## [Written task]
Convert the part of the listing that opens with the line containing "Each returned point MUST lie on the matching truck tailgate" and closes with the line containing "[[331, 229]]" into a Markdown table with the columns Row and Line, skipping blank lines. Include only those lines.

* START Given records *

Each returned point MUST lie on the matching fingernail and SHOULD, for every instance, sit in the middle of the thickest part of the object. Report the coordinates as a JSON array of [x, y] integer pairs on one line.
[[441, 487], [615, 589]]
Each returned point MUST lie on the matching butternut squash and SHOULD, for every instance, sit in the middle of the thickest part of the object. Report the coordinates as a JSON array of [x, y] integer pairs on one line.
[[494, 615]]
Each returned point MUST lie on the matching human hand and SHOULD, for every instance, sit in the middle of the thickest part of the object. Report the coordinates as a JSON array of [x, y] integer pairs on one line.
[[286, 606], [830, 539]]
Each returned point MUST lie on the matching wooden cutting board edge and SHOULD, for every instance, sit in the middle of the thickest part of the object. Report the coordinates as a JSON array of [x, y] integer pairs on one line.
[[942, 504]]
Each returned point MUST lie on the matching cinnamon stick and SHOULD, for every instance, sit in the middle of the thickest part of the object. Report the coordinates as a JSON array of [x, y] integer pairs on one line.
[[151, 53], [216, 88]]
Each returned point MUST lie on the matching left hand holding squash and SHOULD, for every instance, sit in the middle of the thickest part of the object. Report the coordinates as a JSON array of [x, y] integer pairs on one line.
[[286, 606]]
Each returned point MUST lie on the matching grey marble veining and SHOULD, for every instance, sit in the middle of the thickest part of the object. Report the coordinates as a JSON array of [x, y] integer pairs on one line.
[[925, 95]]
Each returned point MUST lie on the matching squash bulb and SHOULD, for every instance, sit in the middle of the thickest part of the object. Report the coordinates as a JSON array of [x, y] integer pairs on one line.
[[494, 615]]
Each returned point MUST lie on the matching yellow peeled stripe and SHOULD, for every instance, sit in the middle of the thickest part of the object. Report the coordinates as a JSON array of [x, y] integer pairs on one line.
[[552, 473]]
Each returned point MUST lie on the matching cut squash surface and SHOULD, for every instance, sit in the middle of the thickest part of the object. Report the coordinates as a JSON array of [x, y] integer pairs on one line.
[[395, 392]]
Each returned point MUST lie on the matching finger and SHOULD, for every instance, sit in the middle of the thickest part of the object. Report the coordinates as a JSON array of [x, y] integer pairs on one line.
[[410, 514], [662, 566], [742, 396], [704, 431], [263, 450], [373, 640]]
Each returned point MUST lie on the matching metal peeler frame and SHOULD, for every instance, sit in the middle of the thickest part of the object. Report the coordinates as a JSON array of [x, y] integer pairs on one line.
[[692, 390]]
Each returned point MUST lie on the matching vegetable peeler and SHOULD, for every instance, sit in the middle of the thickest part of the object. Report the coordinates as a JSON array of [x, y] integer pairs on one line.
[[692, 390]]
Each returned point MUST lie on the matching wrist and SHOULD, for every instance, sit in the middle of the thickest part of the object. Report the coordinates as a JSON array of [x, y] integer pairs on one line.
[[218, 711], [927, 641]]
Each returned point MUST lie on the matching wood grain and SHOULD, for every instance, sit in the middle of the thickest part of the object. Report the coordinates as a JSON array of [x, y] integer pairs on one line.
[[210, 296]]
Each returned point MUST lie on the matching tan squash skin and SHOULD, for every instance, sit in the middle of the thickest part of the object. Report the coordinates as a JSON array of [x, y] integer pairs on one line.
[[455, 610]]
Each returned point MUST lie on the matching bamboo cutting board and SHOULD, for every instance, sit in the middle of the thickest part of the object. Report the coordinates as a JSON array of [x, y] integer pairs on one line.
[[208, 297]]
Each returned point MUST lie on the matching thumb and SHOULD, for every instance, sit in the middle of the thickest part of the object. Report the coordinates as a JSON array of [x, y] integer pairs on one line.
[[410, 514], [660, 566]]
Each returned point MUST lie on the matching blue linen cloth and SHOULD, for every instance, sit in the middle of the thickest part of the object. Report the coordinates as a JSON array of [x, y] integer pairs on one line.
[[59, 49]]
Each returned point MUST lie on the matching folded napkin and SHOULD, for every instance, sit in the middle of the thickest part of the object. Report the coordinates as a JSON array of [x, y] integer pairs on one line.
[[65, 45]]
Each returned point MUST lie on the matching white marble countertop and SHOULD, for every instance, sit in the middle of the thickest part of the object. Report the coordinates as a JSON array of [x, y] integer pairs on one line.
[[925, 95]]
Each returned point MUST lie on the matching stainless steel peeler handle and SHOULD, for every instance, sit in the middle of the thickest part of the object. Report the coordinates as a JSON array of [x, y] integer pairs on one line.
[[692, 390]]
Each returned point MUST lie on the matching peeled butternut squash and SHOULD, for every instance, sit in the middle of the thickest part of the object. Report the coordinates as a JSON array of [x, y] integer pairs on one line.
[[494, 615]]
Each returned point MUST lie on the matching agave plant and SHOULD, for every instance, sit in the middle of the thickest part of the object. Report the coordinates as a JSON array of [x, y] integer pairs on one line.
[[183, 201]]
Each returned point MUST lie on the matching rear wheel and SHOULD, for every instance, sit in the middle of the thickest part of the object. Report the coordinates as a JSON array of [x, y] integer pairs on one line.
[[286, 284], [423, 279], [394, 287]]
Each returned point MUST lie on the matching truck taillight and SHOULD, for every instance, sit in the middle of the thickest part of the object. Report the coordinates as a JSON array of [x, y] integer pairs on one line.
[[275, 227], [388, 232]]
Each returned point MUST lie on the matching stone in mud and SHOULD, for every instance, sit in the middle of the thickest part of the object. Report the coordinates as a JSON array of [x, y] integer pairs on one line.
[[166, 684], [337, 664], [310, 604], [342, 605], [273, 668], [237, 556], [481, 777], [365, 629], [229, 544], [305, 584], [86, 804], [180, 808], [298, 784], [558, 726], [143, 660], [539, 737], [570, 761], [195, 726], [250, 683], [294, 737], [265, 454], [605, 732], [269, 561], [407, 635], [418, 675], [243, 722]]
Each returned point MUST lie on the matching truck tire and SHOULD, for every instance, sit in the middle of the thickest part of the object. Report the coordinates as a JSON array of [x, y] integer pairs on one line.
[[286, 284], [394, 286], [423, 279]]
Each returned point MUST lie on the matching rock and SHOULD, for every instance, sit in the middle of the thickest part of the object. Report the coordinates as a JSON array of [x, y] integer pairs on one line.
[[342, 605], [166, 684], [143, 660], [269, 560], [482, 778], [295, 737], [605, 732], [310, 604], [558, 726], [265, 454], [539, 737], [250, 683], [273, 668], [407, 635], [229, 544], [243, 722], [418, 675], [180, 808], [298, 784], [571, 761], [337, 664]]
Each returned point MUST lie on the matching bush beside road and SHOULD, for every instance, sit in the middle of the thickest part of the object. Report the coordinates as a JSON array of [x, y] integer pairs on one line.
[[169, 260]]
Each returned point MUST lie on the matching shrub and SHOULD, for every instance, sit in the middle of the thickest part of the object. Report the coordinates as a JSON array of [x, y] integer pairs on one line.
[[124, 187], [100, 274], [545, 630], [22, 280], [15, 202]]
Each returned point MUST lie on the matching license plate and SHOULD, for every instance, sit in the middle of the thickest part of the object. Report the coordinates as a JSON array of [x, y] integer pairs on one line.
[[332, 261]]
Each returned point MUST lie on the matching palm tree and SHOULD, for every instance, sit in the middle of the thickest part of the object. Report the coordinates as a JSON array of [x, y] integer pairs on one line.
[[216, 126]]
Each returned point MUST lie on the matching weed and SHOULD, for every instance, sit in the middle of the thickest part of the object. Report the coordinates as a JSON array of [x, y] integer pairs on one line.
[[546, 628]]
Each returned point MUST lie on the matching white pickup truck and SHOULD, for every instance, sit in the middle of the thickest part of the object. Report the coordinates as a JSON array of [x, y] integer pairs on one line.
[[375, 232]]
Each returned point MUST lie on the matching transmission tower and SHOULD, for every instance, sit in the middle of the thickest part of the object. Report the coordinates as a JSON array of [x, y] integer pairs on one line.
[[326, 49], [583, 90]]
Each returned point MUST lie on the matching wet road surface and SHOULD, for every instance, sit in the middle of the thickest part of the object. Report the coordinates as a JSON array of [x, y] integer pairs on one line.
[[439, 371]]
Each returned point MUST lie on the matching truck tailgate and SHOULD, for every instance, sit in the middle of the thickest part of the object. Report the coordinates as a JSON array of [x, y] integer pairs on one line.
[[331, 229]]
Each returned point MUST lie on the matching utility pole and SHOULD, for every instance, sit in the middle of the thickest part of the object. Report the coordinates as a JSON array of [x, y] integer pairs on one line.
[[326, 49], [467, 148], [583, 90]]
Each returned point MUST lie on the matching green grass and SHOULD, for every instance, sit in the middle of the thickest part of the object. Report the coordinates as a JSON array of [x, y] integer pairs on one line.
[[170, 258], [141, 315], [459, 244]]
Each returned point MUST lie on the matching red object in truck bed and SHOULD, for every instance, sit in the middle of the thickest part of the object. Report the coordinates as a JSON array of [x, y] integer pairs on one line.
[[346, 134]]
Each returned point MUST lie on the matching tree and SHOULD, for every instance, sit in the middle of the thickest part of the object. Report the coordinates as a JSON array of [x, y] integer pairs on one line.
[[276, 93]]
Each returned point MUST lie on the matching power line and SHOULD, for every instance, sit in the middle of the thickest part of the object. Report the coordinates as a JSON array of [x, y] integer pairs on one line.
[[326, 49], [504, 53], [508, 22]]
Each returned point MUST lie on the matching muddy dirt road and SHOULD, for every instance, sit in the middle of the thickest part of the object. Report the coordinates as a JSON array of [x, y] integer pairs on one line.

* END Given records *

## [Response to the task]
| Row | Line |
|---|---|
| 1 | Each returned point MUST lie on the matching truck tailgate and SHOULD, for every instance, sit in the middle of the thickest part of the object. Report the coordinates as a JSON array of [x, y] integer pairs on one line. |
| 2 | [[331, 229]] |